**Task to complete**
For each entry that follows, write out an identical copy.

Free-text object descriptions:
________________________

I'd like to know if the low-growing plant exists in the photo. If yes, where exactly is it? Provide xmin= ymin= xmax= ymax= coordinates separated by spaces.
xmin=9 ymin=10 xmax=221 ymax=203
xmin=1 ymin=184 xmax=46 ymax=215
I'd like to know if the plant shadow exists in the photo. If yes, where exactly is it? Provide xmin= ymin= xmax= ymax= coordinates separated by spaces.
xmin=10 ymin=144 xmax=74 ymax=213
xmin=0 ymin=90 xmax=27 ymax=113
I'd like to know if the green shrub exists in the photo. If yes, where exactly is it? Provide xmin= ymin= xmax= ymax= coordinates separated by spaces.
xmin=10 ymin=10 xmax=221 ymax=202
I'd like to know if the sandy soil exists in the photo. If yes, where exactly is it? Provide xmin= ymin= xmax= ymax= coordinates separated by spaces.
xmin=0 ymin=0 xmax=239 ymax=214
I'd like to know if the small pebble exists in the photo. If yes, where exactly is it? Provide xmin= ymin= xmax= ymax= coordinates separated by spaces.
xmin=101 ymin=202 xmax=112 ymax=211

________________________

**Answer area**
I'd like to know if the low-growing plant exists in the photo. If yes, where exactly is it? Provide xmin= ymin= xmax= ymax= coordinates separated by spaces.
xmin=9 ymin=10 xmax=221 ymax=203
xmin=1 ymin=184 xmax=46 ymax=215
I'd like to know if the plant shadow exists in the photo. If yes, where exactly is it? Provide xmin= ymin= xmax= ymax= coordinates separated by spaces.
xmin=10 ymin=144 xmax=74 ymax=213
xmin=0 ymin=90 xmax=27 ymax=113
I'd like to know if the green shrub exists in the photo. If yes, where exactly is it? Provide xmin= ymin= xmax= ymax= coordinates separated by spaces.
xmin=10 ymin=10 xmax=221 ymax=202
I'd like to know if the sandy soil exists in the photo. If yes, where exactly is it? Provide xmin= ymin= xmax= ymax= coordinates separated by spaces.
xmin=0 ymin=0 xmax=239 ymax=214
I'd like to know if the small pebble exists in the photo. If yes, where exactly is it? Provide xmin= ymin= xmax= ymax= coordinates separated by spaces.
xmin=101 ymin=202 xmax=112 ymax=211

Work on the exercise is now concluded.